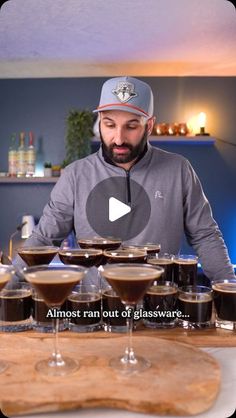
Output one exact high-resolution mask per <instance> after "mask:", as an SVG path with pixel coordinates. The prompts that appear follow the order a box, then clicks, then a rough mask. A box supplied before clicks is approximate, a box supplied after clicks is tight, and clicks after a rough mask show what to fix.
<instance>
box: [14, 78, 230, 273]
mask: <svg viewBox="0 0 236 418" xmlns="http://www.w3.org/2000/svg"><path fill="white" fill-rule="evenodd" d="M94 112H96V113H98V115H99V129H100V137H101V147H100V150H99V151H98V152H97V153H95V154H92V155H90V156H88V157H86V158H84V159H82V160H79V161H76V162H74V163H72V164H70V165H69V166H68V167H66V169H65V171H64V173H63V174H62V176H61V178H60V179H59V180H58V182H57V184H56V185H55V187H54V189H53V191H52V193H51V200H50V202H49V203H48V204H47V205H46V207H45V209H44V212H43V216H42V217H41V219H40V222H39V224H38V225H37V227H36V228H35V230H34V232H33V234H32V236H31V237H30V238H29V239H28V240H27V241H26V245H34V246H35V245H51V244H53V243H54V244H58V243H60V242H62V240H63V239H64V238H66V236H67V235H68V234H69V233H70V232H71V231H74V232H75V235H76V237H77V239H78V238H82V237H84V238H85V237H93V236H94V235H100V236H115V237H121V238H122V241H123V242H125V243H126V244H128V243H130V242H133V243H134V242H135V243H137V244H144V243H146V242H153V243H160V244H161V247H162V251H163V252H168V253H171V254H177V253H178V252H179V251H180V248H181V242H182V238H183V235H184V234H185V235H186V237H187V240H188V242H189V243H190V244H191V245H192V247H193V248H194V250H195V251H196V253H197V255H198V256H199V258H200V261H201V264H202V267H203V270H204V273H205V274H206V276H207V277H208V278H210V279H217V278H222V277H224V278H232V277H234V270H233V267H232V265H231V263H230V260H229V256H228V252H227V249H226V246H225V244H224V241H223V238H222V235H221V232H220V230H219V228H218V226H217V224H216V222H215V221H214V219H213V218H212V213H211V208H210V205H209V203H208V201H207V199H206V197H205V195H204V193H203V191H202V187H201V184H200V182H199V179H198V177H197V176H196V173H195V172H194V170H193V168H192V166H191V165H190V163H189V162H188V161H187V160H186V159H185V158H184V157H182V156H180V155H177V154H173V153H169V152H166V151H163V150H161V149H158V148H156V147H152V146H151V145H150V144H149V143H148V136H149V135H150V134H151V132H152V129H153V125H154V123H155V118H154V117H153V94H152V91H151V88H150V86H149V85H148V84H146V83H144V82H142V81H140V80H138V79H135V78H129V77H117V78H112V79H109V80H107V81H106V82H105V83H104V85H103V88H102V92H101V98H100V103H99V106H98V108H97V109H96V110H95V111H94ZM18 262H19V260H18Z"/></svg>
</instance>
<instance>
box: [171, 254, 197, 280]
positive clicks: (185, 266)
mask: <svg viewBox="0 0 236 418" xmlns="http://www.w3.org/2000/svg"><path fill="white" fill-rule="evenodd" d="M174 282H175V283H176V284H177V285H178V286H179V287H181V286H190V285H196V284H197V261H192V260H179V261H177V260H174Z"/></svg>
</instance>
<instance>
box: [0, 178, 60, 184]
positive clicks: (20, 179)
mask: <svg viewBox="0 0 236 418" xmlns="http://www.w3.org/2000/svg"><path fill="white" fill-rule="evenodd" d="M58 178H59V177H7V176H6V177H5V176H4V177H0V183H17V184H19V183H30V184H31V183H56V182H57V180H58Z"/></svg>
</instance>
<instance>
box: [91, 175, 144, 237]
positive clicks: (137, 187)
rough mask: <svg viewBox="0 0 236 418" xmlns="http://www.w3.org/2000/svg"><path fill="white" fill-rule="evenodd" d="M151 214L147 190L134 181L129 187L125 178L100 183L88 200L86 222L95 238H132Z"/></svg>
mask: <svg viewBox="0 0 236 418" xmlns="http://www.w3.org/2000/svg"><path fill="white" fill-rule="evenodd" d="M150 214H151V203H150V200H149V197H148V195H147V193H146V191H145V189H144V188H143V187H142V186H141V185H140V184H139V183H137V182H136V181H135V180H133V179H132V178H130V179H129V183H128V184H127V178H126V176H111V177H108V178H106V179H105V180H102V181H100V182H99V183H98V184H96V186H95V187H94V188H93V189H92V190H91V192H90V193H89V194H88V197H87V201H86V217H87V220H88V222H89V224H90V226H91V228H92V231H93V232H94V235H100V236H101V237H108V236H110V237H115V238H120V239H122V241H127V240H130V239H133V238H135V237H136V236H138V235H139V234H140V233H141V232H142V231H143V229H144V228H145V227H146V226H147V223H148V221H149V218H150ZM93 232H92V234H93Z"/></svg>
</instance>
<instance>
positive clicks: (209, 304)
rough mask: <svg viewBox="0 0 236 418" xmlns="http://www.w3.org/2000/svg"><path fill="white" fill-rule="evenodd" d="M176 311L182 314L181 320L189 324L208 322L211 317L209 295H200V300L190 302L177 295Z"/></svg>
mask: <svg viewBox="0 0 236 418" xmlns="http://www.w3.org/2000/svg"><path fill="white" fill-rule="evenodd" d="M178 309H179V310H180V311H181V312H182V317H181V319H182V320H185V321H190V322H195V323H196V322H208V321H210V320H211V315H212V299H211V297H210V296H209V295H204V294H202V295H201V300H193V299H192V300H191V299H189V296H188V297H186V298H185V297H184V295H179V299H178Z"/></svg>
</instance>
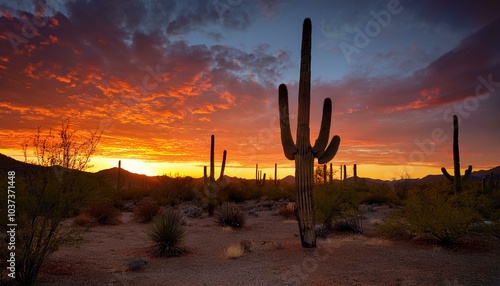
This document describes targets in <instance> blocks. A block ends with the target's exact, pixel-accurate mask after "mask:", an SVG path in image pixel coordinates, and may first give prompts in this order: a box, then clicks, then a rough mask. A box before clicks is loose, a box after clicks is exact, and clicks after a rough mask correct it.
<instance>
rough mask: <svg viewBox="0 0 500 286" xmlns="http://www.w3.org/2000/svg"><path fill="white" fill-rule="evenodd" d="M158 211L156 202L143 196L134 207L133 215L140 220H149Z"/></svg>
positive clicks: (158, 210)
mask: <svg viewBox="0 0 500 286" xmlns="http://www.w3.org/2000/svg"><path fill="white" fill-rule="evenodd" d="M158 211H160V206H159V205H158V202H157V201H155V200H153V199H151V198H144V199H143V200H141V201H140V202H139V204H137V206H136V207H135V209H134V216H135V217H136V219H137V220H139V221H140V222H150V221H151V220H152V219H153V218H154V217H155V216H156V214H157V213H158Z"/></svg>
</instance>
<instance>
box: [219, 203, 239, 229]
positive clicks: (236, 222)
mask: <svg viewBox="0 0 500 286" xmlns="http://www.w3.org/2000/svg"><path fill="white" fill-rule="evenodd" d="M215 216H216V219H217V223H218V224H219V225H221V226H231V227H236V228H239V227H243V226H245V223H246V215H245V213H243V212H242V211H240V210H239V209H237V208H235V207H232V206H231V205H230V204H229V203H227V202H226V203H222V205H221V206H220V207H219V208H218V209H217V210H216V211H215Z"/></svg>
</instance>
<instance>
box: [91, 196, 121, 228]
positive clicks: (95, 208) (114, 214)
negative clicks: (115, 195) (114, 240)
mask: <svg viewBox="0 0 500 286" xmlns="http://www.w3.org/2000/svg"><path fill="white" fill-rule="evenodd" d="M86 213H88V214H89V215H90V216H91V217H92V218H94V219H95V220H96V222H97V223H98V224H101V225H113V224H117V223H118V222H119V221H118V218H119V217H120V210H118V209H117V208H115V206H114V205H113V202H112V201H102V202H97V203H94V204H92V205H90V206H89V207H88V208H87V210H86Z"/></svg>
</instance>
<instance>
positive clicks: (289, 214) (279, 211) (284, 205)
mask: <svg viewBox="0 0 500 286" xmlns="http://www.w3.org/2000/svg"><path fill="white" fill-rule="evenodd" d="M278 214H279V215H280V216H282V217H283V218H285V219H294V218H296V215H295V203H294V202H289V203H286V204H284V205H283V206H282V207H281V208H279V209H278Z"/></svg>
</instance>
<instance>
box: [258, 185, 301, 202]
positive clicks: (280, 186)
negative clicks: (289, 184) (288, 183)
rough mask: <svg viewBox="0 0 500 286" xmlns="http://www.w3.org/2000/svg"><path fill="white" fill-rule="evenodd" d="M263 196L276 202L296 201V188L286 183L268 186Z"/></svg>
mask: <svg viewBox="0 0 500 286" xmlns="http://www.w3.org/2000/svg"><path fill="white" fill-rule="evenodd" d="M262 195H263V196H266V197H267V198H268V199H270V200H274V201H277V200H281V199H288V200H295V186H291V185H289V184H286V183H281V184H279V185H278V186H274V184H268V185H266V186H265V187H264V189H263V191H262Z"/></svg>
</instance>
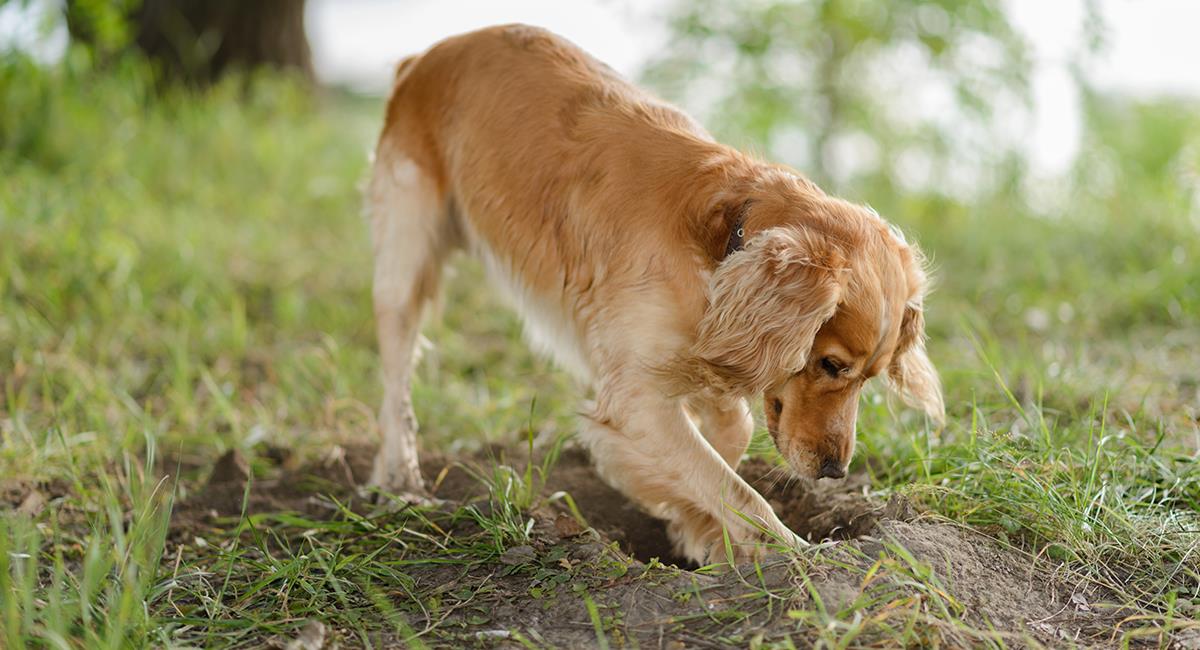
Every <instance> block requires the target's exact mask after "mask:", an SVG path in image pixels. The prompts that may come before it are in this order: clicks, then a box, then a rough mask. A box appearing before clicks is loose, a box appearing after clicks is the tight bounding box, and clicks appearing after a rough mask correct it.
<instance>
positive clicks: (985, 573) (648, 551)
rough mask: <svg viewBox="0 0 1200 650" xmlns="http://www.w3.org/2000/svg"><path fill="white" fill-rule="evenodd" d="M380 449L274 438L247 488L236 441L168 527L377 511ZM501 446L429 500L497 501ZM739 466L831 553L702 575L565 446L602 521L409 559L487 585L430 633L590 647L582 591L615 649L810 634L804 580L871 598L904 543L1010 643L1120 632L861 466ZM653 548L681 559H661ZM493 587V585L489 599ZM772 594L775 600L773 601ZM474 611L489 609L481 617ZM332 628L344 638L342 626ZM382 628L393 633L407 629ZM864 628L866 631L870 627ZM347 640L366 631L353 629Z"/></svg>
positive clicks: (554, 508)
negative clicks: (348, 503) (793, 478)
mask: <svg viewBox="0 0 1200 650" xmlns="http://www.w3.org/2000/svg"><path fill="white" fill-rule="evenodd" d="M372 455H373V450H372V449H370V447H365V446H364V447H335V449H334V450H332V451H331V452H330V453H328V455H326V456H325V457H324V458H320V459H318V461H316V462H308V463H304V464H299V463H296V462H295V461H294V459H292V458H290V457H289V456H288V455H287V452H286V450H275V451H272V452H271V455H270V456H272V457H274V461H275V462H276V467H275V468H274V469H271V470H269V471H268V473H266V474H268V476H266V477H265V479H256V480H254V481H253V482H252V483H251V488H250V490H248V493H247V490H246V481H247V477H248V476H250V468H247V467H246V464H245V462H244V461H241V459H240V458H239V457H238V456H236V455H235V453H229V455H226V456H224V457H222V458H221V459H220V461H218V462H217V463H216V467H215V469H214V470H212V474H211V477H210V479H209V481H208V483H206V485H205V486H204V487H203V489H200V490H199V493H197V494H193V495H192V496H190V498H187V499H185V500H184V501H182V502H181V504H179V505H178V506H176V511H175V516H174V519H173V532H174V535H173V537H174V538H175V540H176V542H178V543H187V541H186V540H188V538H191V535H192V534H193V532H197V531H199V530H202V529H204V528H205V526H206V525H210V524H212V522H216V520H218V519H220V518H221V517H228V516H236V514H239V513H240V512H241V510H242V507H244V502H245V508H246V511H247V512H277V511H294V512H301V513H306V514H308V516H312V517H329V516H331V511H330V506H329V504H330V499H329V496H332V498H336V499H338V500H341V501H342V502H352V504H356V505H355V508H359V507H361V508H362V510H364V511H366V510H368V508H370V506H368V505H367V504H365V502H364V501H362V500H361V499H359V496H358V493H356V489H355V486H356V485H358V483H359V482H361V481H362V480H365V477H366V476H367V474H368V471H370V463H371V458H372ZM502 457H503V458H509V459H511V458H520V457H521V453H520V452H504V450H497V449H492V450H487V451H485V452H482V453H478V455H474V456H472V457H434V456H430V457H427V458H426V459H425V462H424V463H422V468H421V469H422V473H424V474H425V476H426V481H427V485H430V486H432V487H433V489H432V492H433V494H434V496H436V498H438V499H442V500H444V501H446V508H449V510H452V508H454V504H462V502H467V501H474V502H476V504H478V507H486V495H487V488H486V486H485V485H484V483H481V482H480V481H479V480H478V479H476V477H475V476H473V474H472V471H469V470H468V469H467V468H478V469H476V470H475V471H476V473H484V474H488V473H490V464H492V463H494V462H496V458H502ZM739 471H740V474H742V475H743V476H744V477H745V479H746V480H748V481H749V482H750V483H751V485H754V486H755V487H756V488H757V489H758V490H760V492H761V493H762V494H763V495H764V496H766V498H767V499H768V501H769V502H772V505H773V506H774V507H775V510H776V512H778V513H779V514H780V517H781V518H782V519H784V520H785V522H786V523H787V524H788V525H790V526H791V528H792V529H793V530H796V531H797V532H799V534H800V535H803V536H805V537H808V538H809V540H811V541H814V542H821V541H828V540H838V542H836V543H826V544H821V546H820V548H818V549H816V550H814V553H815V554H820V555H821V556H823V558H826V559H827V560H830V561H811V558H810V559H809V560H804V559H803V556H802V559H800V560H796V559H787V558H784V556H774V558H768V560H767V561H766V562H763V565H762V576H761V577H758V576H757V574H756V573H755V572H754V570H752V568H751V567H737V568H732V570H726V571H724V572H712V571H704V572H696V571H695V568H696V567H694V566H691V565H689V564H688V562H686V561H684V560H683V559H680V558H677V556H674V554H673V552H672V549H671V543H670V542H668V541H667V538H666V532H665V525H664V524H662V522H660V520H658V519H655V518H653V517H649V516H647V514H644V513H643V512H641V511H640V510H638V508H637V507H636V506H634V505H632V504H631V502H630V501H629V500H628V499H625V498H624V496H623V495H620V494H619V493H618V492H616V490H613V489H612V488H610V487H608V486H607V485H605V483H604V482H602V481H601V480H600V479H599V477H598V475H596V474H595V471H594V470H593V469H592V465H590V462H589V459H588V457H587V453H586V452H583V451H578V450H565V451H564V452H563V453H562V456H560V458H559V459H558V462H557V463H556V465H554V468H553V470H552V471H551V474H550V476H548V477H547V480H546V485H545V489H544V492H545V494H547V495H548V494H552V493H556V492H559V490H565V492H568V493H569V494H570V495H571V496H572V498H574V500H575V502H576V504H577V505H578V507H580V510H581V512H582V514H583V517H584V519H586V520H587V523H588V525H589V526H590V529H592V530H583V529H581V528H580V526H578V525H577V524H576V523H575V520H574V519H572V518H571V517H569V514H568V511H566V507H565V506H564V505H563V502H562V500H558V501H556V502H554V504H553V505H545V506H540V507H539V508H538V510H536V511H535V512H534V513H532V514H533V517H534V519H535V522H536V525H535V528H534V534H533V536H532V540H530V542H529V543H528V544H526V546H521V547H516V548H510V549H509V550H508V552H505V553H504V555H503V556H500V558H499V561H498V562H496V564H494V566H491V567H481V566H473V567H460V566H448V565H439V564H433V562H431V564H430V566H428V567H422V568H414V571H413V576H412V577H413V578H414V580H415V585H416V586H415V590H416V591H418V592H420V591H421V590H422V589H430V590H437V592H439V594H445V592H446V589H448V588H446V586H445V585H450V584H452V585H456V586H463V588H467V589H468V590H469V589H474V588H475V586H479V585H482V584H485V583H487V585H488V589H486V590H481V591H476V595H475V596H474V597H473V600H472V602H470V606H469V607H464V610H463V612H462V613H461V614H455V615H452V616H451V618H450V619H444V620H442V621H440V624H439V628H438V630H439V633H440V631H444V630H445V628H446V627H445V626H446V622H448V620H449V621H454V620H457V627H456V628H455V630H457V631H456V632H454V636H452V637H449V638H448V637H444V636H438V634H431V636H430V637H426V638H425V640H426V642H427V643H431V644H433V645H438V644H439V643H445V644H448V645H451V646H452V645H461V644H469V645H482V646H496V645H499V646H509V645H512V646H516V637H514V636H512V634H511V631H512V630H517V631H521V634H523V636H524V637H526V638H528V639H534V640H538V642H539V643H545V644H550V645H553V646H564V648H565V646H593V645H595V644H596V637H595V632H594V627H593V624H592V621H590V619H589V615H588V612H587V608H586V606H584V601H583V598H582V597H581V594H583V592H587V594H589V595H590V597H592V598H593V600H594V602H595V603H596V604H598V606H599V608H600V613H601V615H602V616H606V619H605V620H606V621H608V622H611V624H612V627H611V630H612V632H611V633H612V637H611V640H612V642H613V643H616V644H617V645H618V646H619V645H622V644H625V643H626V642H628V643H629V644H632V643H636V644H637V645H638V646H643V648H644V646H650V648H683V646H688V648H691V646H696V648H709V646H713V648H724V646H742V645H745V644H746V643H748V639H750V638H752V637H754V636H756V634H762V636H763V637H764V638H767V639H770V638H773V637H776V636H779V634H780V633H785V632H787V631H791V632H792V633H793V634H796V633H797V631H800V632H799V636H798V638H804V634H803V626H802V625H800V624H798V622H797V621H794V620H790V619H788V618H787V616H786V612H787V609H788V608H790V607H791V608H805V609H810V610H811V609H812V608H814V600H812V596H811V591H809V590H808V589H806V588H799V586H800V585H802V584H805V582H806V583H808V584H810V585H811V589H814V590H815V591H816V594H817V595H818V596H820V598H821V601H822V602H823V607H826V608H827V609H828V610H830V612H836V610H839V609H841V608H844V607H846V606H848V604H851V603H852V602H854V601H856V598H859V597H862V596H863V594H864V590H865V589H868V586H866V583H868V580H864V572H865V570H866V568H868V567H870V566H871V565H872V564H874V562H875V561H876V560H877V559H878V558H882V556H884V555H888V556H893V558H894V556H896V555H898V552H896V549H898V548H899V549H906V553H907V554H908V555H910V556H911V564H912V565H913V566H914V567H918V568H916V571H928V572H930V573H931V574H932V576H934V578H935V579H934V582H935V584H940V585H941V586H942V589H943V592H942V594H941V596H944V598H942V601H943V602H950V603H952V607H954V608H958V613H959V614H960V615H961V616H962V618H964V619H965V620H966V621H968V622H970V624H971V625H972V626H973V627H976V628H979V630H994V631H995V633H997V634H1000V636H1001V637H1002V638H1003V639H1004V643H1006V644H1009V645H1016V646H1037V645H1043V644H1044V645H1048V646H1062V645H1082V646H1108V645H1110V644H1112V643H1114V642H1112V628H1114V625H1115V622H1116V621H1117V620H1120V616H1121V612H1120V608H1116V607H1112V606H1104V604H1102V602H1103V600H1104V598H1103V594H1098V592H1094V591H1090V588H1088V586H1086V585H1079V584H1074V583H1073V580H1070V579H1069V576H1068V574H1067V572H1066V571H1064V570H1063V568H1062V567H1061V566H1058V565H1055V564H1052V562H1049V561H1045V560H1038V561H1033V559H1031V558H1030V556H1028V555H1027V554H1024V553H1020V552H1018V550H1014V549H1009V548H1006V547H1003V546H1001V544H1000V543H998V542H996V541H995V540H992V538H990V537H988V536H985V535H983V534H980V532H977V531H973V530H970V529H965V528H962V526H959V525H954V524H950V523H946V522H940V520H935V519H932V518H930V517H923V516H919V514H918V513H914V512H913V511H912V508H911V507H910V506H908V505H907V504H906V501H904V500H902V499H900V498H893V499H892V500H890V501H888V502H881V501H878V500H876V499H872V498H871V496H869V495H868V479H866V477H865V476H863V475H854V476H851V477H848V479H847V480H845V481H839V482H829V481H821V482H818V483H816V485H812V483H805V482H802V481H796V480H788V479H787V477H786V475H784V474H782V473H780V471H779V470H775V469H773V468H772V467H769V465H768V464H767V463H764V462H761V461H750V462H746V463H744V464H743V467H742V468H740V469H739ZM653 559H658V560H660V561H661V562H662V564H666V565H676V567H677V568H671V567H667V568H662V566H661V565H660V564H655V562H652V560H653ZM558 567H565V570H559V568H558ZM556 571H557V572H558V573H559V574H569V576H570V579H569V580H568V582H569V583H572V584H562V582H563V579H560V578H559V579H558V582H556V578H554V572H556ZM746 576H750V577H751V578H750V579H748V577H746ZM888 579H893V580H894V582H895V589H898V590H900V592H907V591H912V597H913V598H926V597H928V598H930V602H934V600H936V598H932V596H930V595H929V594H924V595H923V594H922V592H920V588H919V586H918V585H916V584H904V580H899V579H895V578H888ZM581 585H583V589H582V590H581ZM571 588H574V590H572V589H571ZM756 590H757V591H756ZM906 590H907V591H906ZM484 591H486V595H480V594H482V592H484ZM763 591H768V592H773V594H776V597H775V598H769V597H766V596H763V595H762V594H761V592H763ZM756 592H758V595H757V596H748V594H749V595H752V594H756ZM778 595H785V596H778ZM731 603H733V604H737V610H738V612H739V615H737V616H733V618H732V619H728V620H726V618H721V616H714V615H712V613H713V612H714V610H722V609H726V608H728V607H730V606H731ZM469 612H476V613H480V614H482V615H475V616H474V618H473V616H472V615H470V614H469ZM454 616H458V619H455V618H454ZM480 619H486V620H484V621H482V622H480ZM473 621H475V622H473ZM427 625H428V621H422V620H420V618H419V616H414V619H413V620H412V621H410V626H412V627H413V628H414V630H421V628H422V627H425V626H427ZM332 634H335V637H336V631H334V632H332ZM378 640H379V642H380V643H383V644H384V645H386V644H388V643H390V642H397V640H398V639H395V638H389V637H380V638H379V639H378ZM859 640H860V642H862V643H871V639H869V638H862V639H859ZM935 640H937V639H930V642H931V643H932V642H935ZM940 640H941V643H943V644H947V643H948V644H949V645H973V644H974V643H973V642H971V640H970V637H964V636H956V634H955V633H953V632H952V633H947V634H943V636H941V637H940ZM346 644H349V645H354V644H355V642H354V640H353V639H343V645H346Z"/></svg>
■ ■ ■ ■ ■
## Instructions for the task
Copy the lines from the start of the records through the line holding "box: [14, 78, 230, 273]", both included, replacing "approximate" with "loose" and keeping everything else the same. Omit the pictures.

## Solved problem
Output one exact high-resolution mask per <instance> after "mask:", as an SVG path with pixel coordinates. The prompts that appear follow the order a box, then clicks, then a rough mask. A box supplied before clicks is loose, a box supplied after clicks is tight, and clicks after a rough mask show what to fix.
<instance>
box: [14, 78, 230, 273]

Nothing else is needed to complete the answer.